• _Task details_
Decide whether each statement below agrees with the text on fine-tuning T5 on SQuAD, and answer yes or no, quoting the text's deciding words: (a) the model fine-tuned is t5-small; (b) the test subset is drawn from the training split; (c) target answers are truncated to at most 512 tokens.

• _Text block_
▼▼▼

# Fine-Tuning a T5 Model on the SQuAD Dataset for Generative Question Answering

This code that demonstrates the development of a Question Answering (Q&A) system using the T5 model fine-tuned on the SQuAD dataset. The system is trained on the first N examples from the training set, with validation and testing conducted on separate M-example splits. The process begins by loading and preprocessing the SQuAD data, including tokenizing the questions and context pairs and aligning the answers for model training. The t5-small model is then fine-tuned using the Hugging Face Trainer API with a custom training loop that includes validation and loss reporting. After training, the model is evaluated on a test set using the ROUGE metric to measure the quality of its generated answers. Two types of inputs are tested: one where both the question and context are provided, and another with only the question. The code also computes ROUGE scores for both input types, allowing for analysis of the model's performance based on the presence of context. 

# 0. Import libraries

In [1]:
import os
import torch
from datasets import load_dataset
from transformers import T5Tokenizer, T5ForConditionalGeneration, Trainer, TrainingArguments, DataCollatorForSeq2Seq
from rouge_score import rouge_scorer
from tqdm import tqdm

In [3]:
# Set seed for reproducibility
torch.manual_seed(42)

<torch._C.Generator at 0x1adefb50670>

# 1. Load and preprocess SQuAD dataset

In [5]:
# 1. Load and preprocess SQuAD dataset
dataset = load_dataset("squad")

In [7]:
# Take subsets to avoid overload
train_dataset = dataset["train"].select(range(10))
val_dataset = dataset["validation"].select(range(10))
test_dataset = dataset["validation"].select(range(10))  # No official SQuAD test set

In [10]:
# Load tokenizer and model
tokenizer = T5Tokenizer.from_pretrained("t5-small")
model = T5ForConditionalGeneration.from_pretrained("t5-small")

You are using the default legacy behaviour of the <class 'transformers.models.t5.tokenization_t5.T5Tokenizer'>. This is expected, and simply means that the `legacy` (previous) behavior will be used so nothing changes for you. If you want to use the new behaviour, set `legacy=False`. This should only be set if you understand what it means, and thoroughly read the reason why this was added as explained in https://github.com/huggingface/transformers/pull/24565


In [12]:
# Preprocessing function
def preprocess(example):
    input_text = f"question: {example['question']}  context: {example['context']}"
    target_text = example["answers"]["text"][0]
    input_enc = tokenizer(input_text, padding="max_length", truncation=True, max_length=512)
    target_enc = tokenizer(target_text, padding="max_length", truncation=True, max_length=32)

▲▲▲

• _Available data_

▼▼▼

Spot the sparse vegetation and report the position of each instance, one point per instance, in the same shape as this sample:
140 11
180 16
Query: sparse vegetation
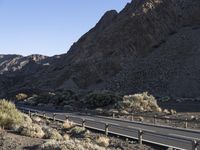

▲▲▲

• _Result below_
(a) Yes: "The t5-small model is then fine-tuned using the Hugging Face Trainer API"
(b) No: "test_dataset = dataset["validation"].select(range(10))  # No official SQuAD test set"
(c) No: "target_enc = tokenizer(target_text, padding="max_length", truncation=True, max_length=32)"